Exercício breve 1
Enumere as datas que, segundo o texto sobre o morteiro 81, o PAIGC escolhia.
Exercício breve 2
Reproduza o trecho do texto sobre o morteiro 81 entre "O morteiro (médio)" e "d emorteiro ?...", inclusive.

Texto para leitura
════════════════════

Tabanca Grande Luís Graça disse...

Caro Juvenal, obrigado pela tua resposta ao desafio dos editores sobre o 1º de dezembro...

Cada um tem as suas "efemérides" de predileção... É engraçada a coincidência, que deve ser mais do que isso: o ataque a Galomaro em 1 de dezembro de 1972 (ou 1973 ?)... Tenho ideia que alguns ataques e flagelações aos nossos aquartelamentos, destacamenos e tabancas em autodefesa também obedeciam a um planeamwento "político"... Não era por acaso que o PAIGC escolhia datas como o 1º de dezembro ou o 28 de maio ou o 10 de junho... Eles conheciam bem a nossa história, estudaram (o Amílcar Cabral e os demais dirigentes do PAIGC) pelos mesmos manuais escolares que nós...Eles conheciam quais eram os nossos feriados nacionais no tempo do Estado Novo...

Quanto ao efeito disuasor do nosso morteiro 81...Não se podiam comparar ao morteiro 120 (que o PAIGC usou contra algumas das nossas posições fronteiriças), mas era talvez bem mais mortífero, e sobretudo flexível, quando bem manuseado, pelas NT, na resposta a ataques e flagelações com a guerrilha espalhada pelo perímetro dos nossos aquartelamentos...

Tínhamos a vantagem do espaldão, do municiameneto e dos planos de tiro... O morteiro 81, arma de tiro curvo, fez muitos estragos aos homens do PAIGC, quando se arriscavam a vir perto do arame farpado...

Tabanca Grande Luís Graça disse...

Um dos nossos problemas é que as unidades de quadrícula estavam dependentes dos esquadras dos pelotões de armas pesadas... Havia um pelotão de morteiros (e mais raramente de canhões s/r) em cada batalhão... As esquadras (equipas ou seções) eram enviadas para as unidades de quadrícula...

Aqui ninguém tinha tido instrução de armas pesadas de infantaria... E mesmo os "especialistas de armas pesadas de infantaria", como eu, tiveram muito pouco treino de "fogo real"... NO meu tempo, em Tavira, no CISMI, no 4º trimestre de 1968, a ordem era já para poupar até ao "último tostão"...

Em boa verdade, a nossa instrução nilitar era quase toda ela feita... a "papel e lápis", como alguns muitos dos cursos (quer de formação profissional, quer universitários, de pós-graduação, etc.) que se tiram por aí... Quem, em boa verdade, sabia operar, com perícia, destreza, competência, sangue-frio, o morteiro 81, o canhão s/r 75, as metralhadoras pesadas Breda e Browning ?... Reparem, todo este equipamento era já "obsoleto", eram restos da II Guerra Mundial...

O morteiro (médio) 81 mm Brandt m/1931 tinha já 4 décadas...E o morteiro (ligeiro) 60 mm M2 m/952, bem manuseada (por quem tinha unhas---), era um arma temível a bater o arame farpado e imediações...

Quem, nas nossas unidades, tnham tido treino como apontador ou municiador d emorteiro ?...

════════════════════

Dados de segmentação
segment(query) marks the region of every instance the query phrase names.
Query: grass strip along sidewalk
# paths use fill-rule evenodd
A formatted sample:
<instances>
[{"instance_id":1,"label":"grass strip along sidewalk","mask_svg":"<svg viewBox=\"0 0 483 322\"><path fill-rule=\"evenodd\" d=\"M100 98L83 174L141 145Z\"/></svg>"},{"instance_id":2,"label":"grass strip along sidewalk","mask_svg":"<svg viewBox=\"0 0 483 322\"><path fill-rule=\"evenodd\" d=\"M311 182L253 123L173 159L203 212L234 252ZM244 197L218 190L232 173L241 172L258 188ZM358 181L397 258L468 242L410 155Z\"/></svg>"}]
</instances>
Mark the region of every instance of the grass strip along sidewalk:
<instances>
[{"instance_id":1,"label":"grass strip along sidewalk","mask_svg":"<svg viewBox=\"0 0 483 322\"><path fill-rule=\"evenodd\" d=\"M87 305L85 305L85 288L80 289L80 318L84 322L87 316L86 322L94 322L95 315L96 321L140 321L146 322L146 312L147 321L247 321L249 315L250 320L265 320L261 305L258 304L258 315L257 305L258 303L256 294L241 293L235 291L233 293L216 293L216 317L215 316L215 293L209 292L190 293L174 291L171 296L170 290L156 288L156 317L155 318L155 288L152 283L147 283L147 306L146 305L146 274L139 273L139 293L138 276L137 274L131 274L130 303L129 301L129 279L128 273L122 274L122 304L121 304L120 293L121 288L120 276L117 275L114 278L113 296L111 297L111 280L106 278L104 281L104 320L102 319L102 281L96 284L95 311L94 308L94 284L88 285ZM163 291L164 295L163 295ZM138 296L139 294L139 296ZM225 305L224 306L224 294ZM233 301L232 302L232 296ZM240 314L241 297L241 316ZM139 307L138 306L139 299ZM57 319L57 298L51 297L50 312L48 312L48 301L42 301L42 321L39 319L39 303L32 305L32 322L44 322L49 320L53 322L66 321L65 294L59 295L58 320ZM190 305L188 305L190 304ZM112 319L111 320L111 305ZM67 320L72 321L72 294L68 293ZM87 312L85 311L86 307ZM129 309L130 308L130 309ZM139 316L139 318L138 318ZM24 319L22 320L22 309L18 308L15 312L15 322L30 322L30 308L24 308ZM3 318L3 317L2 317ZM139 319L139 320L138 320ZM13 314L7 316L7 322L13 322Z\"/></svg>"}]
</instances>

════════════════════

Resposta correta 1
1º de dezembro, 28 de maio, 10 de junho

Resposta correta 2
O morteiro (médio) 81 mm Brandt m/1931 tinha já 4 décadas...E o morteiro (ligeiro) 60 mm M2 m/952, bem manuseada (por quem tinha unhas---), era um arma temível a bater o arame farpado e imediações...

Quem, nas nossas unidades, tnham tido treino como apontador ou municiador d emorteiro ?...